• Work order: From the first line to the last, restate the material word for word; pictures stay out.

===== Data

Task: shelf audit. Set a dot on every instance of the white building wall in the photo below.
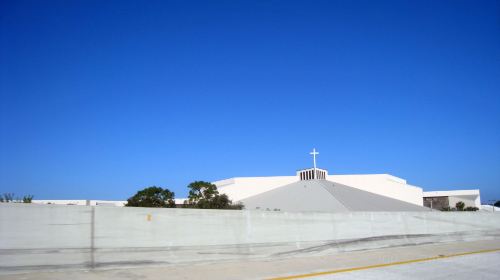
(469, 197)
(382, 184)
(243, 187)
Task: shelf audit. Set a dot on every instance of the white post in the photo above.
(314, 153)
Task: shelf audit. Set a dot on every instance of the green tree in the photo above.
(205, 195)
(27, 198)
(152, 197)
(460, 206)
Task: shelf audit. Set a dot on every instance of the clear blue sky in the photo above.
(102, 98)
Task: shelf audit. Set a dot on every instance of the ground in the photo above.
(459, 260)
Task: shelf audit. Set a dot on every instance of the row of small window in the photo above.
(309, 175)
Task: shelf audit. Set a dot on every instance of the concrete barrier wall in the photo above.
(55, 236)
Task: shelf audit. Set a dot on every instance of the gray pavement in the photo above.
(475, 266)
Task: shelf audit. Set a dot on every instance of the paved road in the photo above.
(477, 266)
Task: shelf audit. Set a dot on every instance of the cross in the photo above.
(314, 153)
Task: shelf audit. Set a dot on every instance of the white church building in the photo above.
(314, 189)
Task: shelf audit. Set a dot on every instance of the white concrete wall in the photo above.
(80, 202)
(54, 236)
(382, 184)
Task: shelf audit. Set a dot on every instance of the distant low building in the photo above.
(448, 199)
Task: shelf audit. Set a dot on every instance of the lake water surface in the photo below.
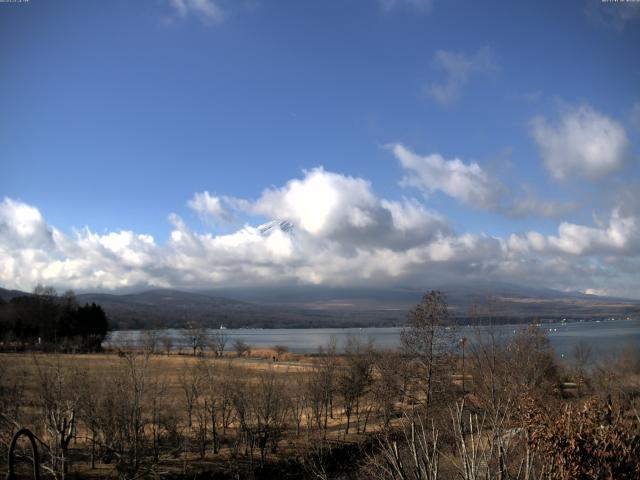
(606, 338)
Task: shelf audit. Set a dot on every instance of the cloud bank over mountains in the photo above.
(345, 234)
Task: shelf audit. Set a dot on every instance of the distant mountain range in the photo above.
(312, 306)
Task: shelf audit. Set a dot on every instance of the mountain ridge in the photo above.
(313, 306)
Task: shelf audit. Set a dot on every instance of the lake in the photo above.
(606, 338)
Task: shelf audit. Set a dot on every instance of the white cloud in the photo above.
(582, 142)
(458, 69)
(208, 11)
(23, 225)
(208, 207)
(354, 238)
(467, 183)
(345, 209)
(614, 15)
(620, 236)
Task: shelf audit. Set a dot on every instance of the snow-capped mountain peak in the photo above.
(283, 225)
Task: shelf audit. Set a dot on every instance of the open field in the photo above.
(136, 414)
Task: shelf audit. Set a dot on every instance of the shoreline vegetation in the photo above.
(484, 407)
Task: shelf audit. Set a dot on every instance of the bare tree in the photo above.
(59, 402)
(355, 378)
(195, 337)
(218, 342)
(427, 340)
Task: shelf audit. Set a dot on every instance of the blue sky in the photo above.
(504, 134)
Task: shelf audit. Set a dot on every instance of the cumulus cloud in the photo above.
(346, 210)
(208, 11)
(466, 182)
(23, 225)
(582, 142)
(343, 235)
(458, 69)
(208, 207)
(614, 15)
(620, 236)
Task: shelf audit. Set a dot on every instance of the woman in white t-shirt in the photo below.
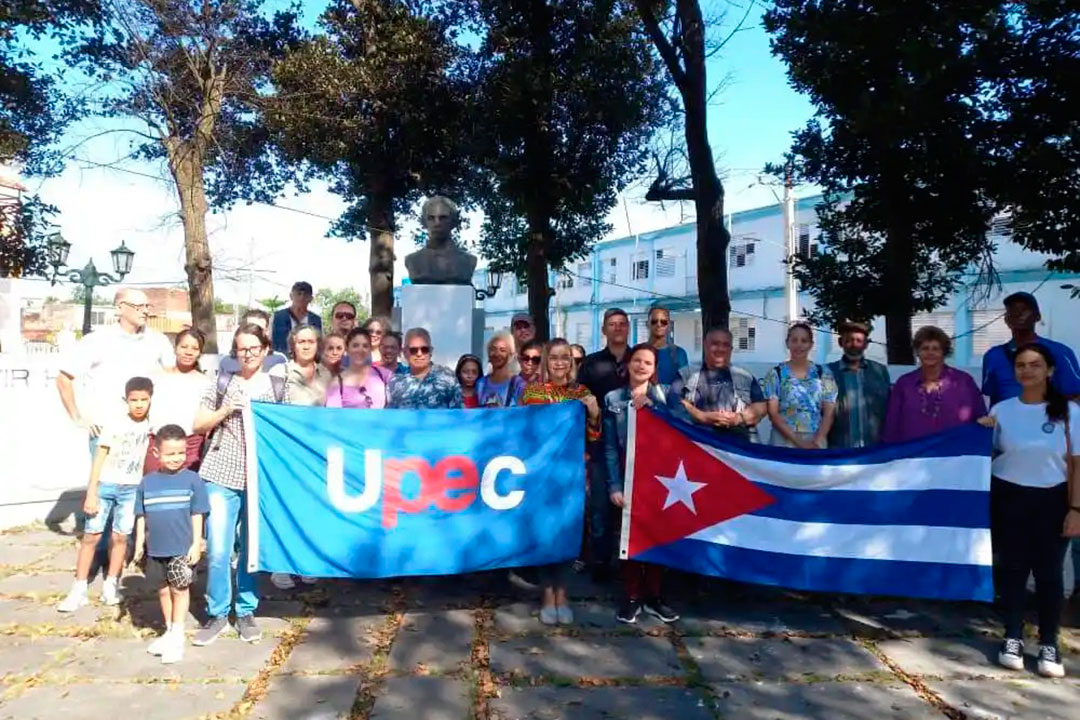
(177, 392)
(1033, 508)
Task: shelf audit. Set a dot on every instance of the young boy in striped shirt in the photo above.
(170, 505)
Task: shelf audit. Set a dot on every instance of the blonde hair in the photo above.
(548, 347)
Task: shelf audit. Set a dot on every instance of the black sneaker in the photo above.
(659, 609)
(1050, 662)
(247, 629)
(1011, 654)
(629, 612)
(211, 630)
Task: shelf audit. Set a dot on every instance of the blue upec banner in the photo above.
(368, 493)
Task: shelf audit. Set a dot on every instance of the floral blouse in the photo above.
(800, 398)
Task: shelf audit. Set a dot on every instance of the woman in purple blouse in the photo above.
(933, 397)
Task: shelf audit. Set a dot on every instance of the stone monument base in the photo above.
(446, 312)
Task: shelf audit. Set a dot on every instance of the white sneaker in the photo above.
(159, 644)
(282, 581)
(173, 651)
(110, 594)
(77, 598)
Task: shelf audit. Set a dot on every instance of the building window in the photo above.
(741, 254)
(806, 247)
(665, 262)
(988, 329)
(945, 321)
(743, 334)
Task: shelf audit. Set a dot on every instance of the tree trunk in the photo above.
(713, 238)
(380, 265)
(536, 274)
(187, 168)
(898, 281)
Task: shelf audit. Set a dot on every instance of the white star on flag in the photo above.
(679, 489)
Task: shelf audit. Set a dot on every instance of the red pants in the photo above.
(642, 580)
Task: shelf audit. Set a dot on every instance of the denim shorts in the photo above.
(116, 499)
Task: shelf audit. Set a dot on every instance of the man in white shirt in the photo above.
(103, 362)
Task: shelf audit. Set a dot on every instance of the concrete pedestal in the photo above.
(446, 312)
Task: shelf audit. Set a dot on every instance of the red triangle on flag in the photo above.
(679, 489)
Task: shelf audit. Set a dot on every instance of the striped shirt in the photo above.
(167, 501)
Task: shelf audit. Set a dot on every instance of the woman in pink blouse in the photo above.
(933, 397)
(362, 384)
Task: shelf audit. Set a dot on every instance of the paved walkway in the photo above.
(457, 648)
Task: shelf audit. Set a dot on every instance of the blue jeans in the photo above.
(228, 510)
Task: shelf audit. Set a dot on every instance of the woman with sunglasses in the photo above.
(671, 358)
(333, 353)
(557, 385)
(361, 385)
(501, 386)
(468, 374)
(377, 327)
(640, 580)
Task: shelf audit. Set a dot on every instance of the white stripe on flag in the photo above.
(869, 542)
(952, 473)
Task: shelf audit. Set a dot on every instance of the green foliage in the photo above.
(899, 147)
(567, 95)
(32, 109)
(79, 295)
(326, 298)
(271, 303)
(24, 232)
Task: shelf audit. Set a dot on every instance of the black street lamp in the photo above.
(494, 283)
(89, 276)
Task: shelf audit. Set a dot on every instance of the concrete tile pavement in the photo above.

==========

• Exercise answer:
Task: shelf audit. Set a dot on every instance of the white building wall in the photo below.
(469, 197)
(382, 184)
(243, 187)
Task: shelf audit. Set a dot on every instance of the white post in the photo above.
(314, 153)
Task: shelf audit. Set a dot on every instance of the green tree in the photo above.
(205, 195)
(27, 198)
(152, 197)
(460, 206)
Task: shelf audit. Set a dot on every instance of the clear blue sky in the photo above.
(102, 98)
Task: shelf audit. Set a dot on every instance of the ground in the photo above.
(459, 260)
Task: shelf audit. Set a dot on every instance of the row of small window in the photo above.
(309, 175)
Task: shelf audit. Set a dot on every instance of the concrete barrier wall in the photo above.
(55, 236)
Task: shelf audit. Set a dot on every instance of the gray pavement in the photo above.
(475, 266)
Task: shelf audit. Set a dot on every instance of the paved road in the photo above.
(477, 266)
Task: shelf audit. Set a dot on every instance of the cross in the photo above.
(314, 153)
Task: shelf audit. Set a dot on every instance of the white church building in the photo above.
(314, 189)
Task: shelf audit. Set a dot on every instance of the white concrete wall in the photo above.
(80, 202)
(54, 236)
(382, 184)
Task: shelf audit. Set a dot on every instance of the distant low building in the photo above.
(448, 199)
Task: shelf audit. Set a dot on every instance of the lake water surface in the photo below.
(606, 338)
Task: shelf audit. Set a dot on every instance of the cloud bank over mountains in the photo above.
(345, 234)
Task: shelf audit. Set a dot on every instance of the distant mountain range in the photo above.
(312, 306)
Task: shelf audit. Set a dot on every instance of the mountain ridge in the photo above.
(313, 306)
Task: shelf audit. Set a dot on every instance of the lake in the photo above.
(606, 338)
Task: shelf audit. Set a dot on every instance of the white cloud in the photo above.
(582, 142)
(458, 69)
(208, 11)
(23, 225)
(208, 207)
(354, 238)
(467, 183)
(345, 209)
(614, 15)
(620, 236)
Task: shelf audit. Set a dot on every instance of the snow-capped mountain peak in the photo above.
(283, 225)
Task: shelf audit. Set a dot on every instance of the open field in the photo above.
(136, 414)
Task: shelf audit. Set a dot on every instance of the shoreline vegetation in the photo above.
(484, 407)
Task: shelf audit. Set a dot on every instance of the bare tree in the photo above.
(59, 402)
(355, 378)
(195, 337)
(218, 342)
(427, 340)
Task: shelf audit. Set a dot on every instance of the blue sky in the photo above.
(504, 134)
Task: shelf audit. Set a dot on every instance of the cumulus cloud in the photo above.
(346, 210)
(208, 11)
(466, 182)
(23, 225)
(582, 142)
(343, 235)
(458, 69)
(208, 207)
(614, 15)
(620, 236)
Task: shelf audit. Set a dot on every instance of the woman in white t-shirt in the photo below.
(177, 392)
(1033, 508)
Task: shelf audit. Set a dot on every instance of the young boy in striped shirt in the photo above.
(170, 505)
Task: shelf audit. Set a dot on every instance of the blonde hair in the photo above.
(548, 347)
Task: shelf audit. Set a dot on every instance of the black sneaker in the photo above.
(659, 609)
(1050, 662)
(247, 629)
(1011, 654)
(629, 612)
(211, 630)
Task: shelf audit. Set a dot on every instance of the blue upec banner in the photo above.
(368, 493)
Task: shelf audit. Set a dot on every instance of the floral blouse in the photo above.
(800, 398)
Task: shelf audit. Set a dot on every instance of the woman in purple blouse in the photo above.
(933, 397)
Task: shelf audit. Set a dot on every instance of the stone monument base in the photo above.
(446, 312)
Task: shelf audit. Set a dot on every instance of the white sneaker in the photo above.
(159, 644)
(282, 581)
(173, 651)
(110, 594)
(77, 598)
Task: shelf audit. Set a dot on every instance of the building window in the photo above.
(741, 254)
(806, 247)
(665, 262)
(988, 329)
(945, 321)
(743, 334)
Task: shelf audit. Set a dot on every instance of the tree trunk in the photo above.
(713, 238)
(380, 265)
(536, 274)
(187, 168)
(898, 281)
Task: shelf audit. Set a dot on every instance of the white star on flag in the photo above.
(679, 489)
Task: shelf audit. Set a dot on every instance of the red pants in the photo above.
(642, 580)
Task: shelf audit. Set a dot on every instance of the denim shorts in the photo above.
(116, 499)
Task: shelf audit. Set a dot on every instance of the man in white shirt in the photo above.
(103, 362)
Task: shelf audit. Set a dot on every instance of the concrete pedestal in the photo above.
(446, 312)
Task: shelf audit. Set a dot on every instance of the red triangle on flag in the photo above.
(679, 489)
Task: shelf audit. Set a dot on every instance of the striped shirt in the photo above.
(167, 501)
Task: shelf audit. Set a dot on every instance of the woman in pink blouse in the photo above.
(933, 397)
(362, 384)
Task: shelf audit. Set a dot on every instance of the paved walkway in the photo above.
(457, 648)
Task: shelf audit. Set a dot on every instance of the blue jeans in the photo above.
(228, 510)
Task: shelf audit. Set a dot on every instance of the woman with sunglasses in the photo above.
(671, 358)
(333, 353)
(557, 385)
(361, 385)
(501, 386)
(468, 374)
(377, 327)
(640, 580)
Task: shelf audit. Set a dot on every instance of the white stripe on flag in the photo above.
(869, 542)
(952, 473)
Task: shelf audit. Set a dot on every instance of the green foliage in the photo above.
(899, 147)
(567, 95)
(32, 109)
(79, 295)
(326, 298)
(271, 303)
(24, 232)
Task: shelf audit. Set a dot on every instance of the black street lamp in the photo above.
(494, 283)
(89, 276)
Task: shelf audit. Set a dot on every instance of the concrete tile pavement in the photo above.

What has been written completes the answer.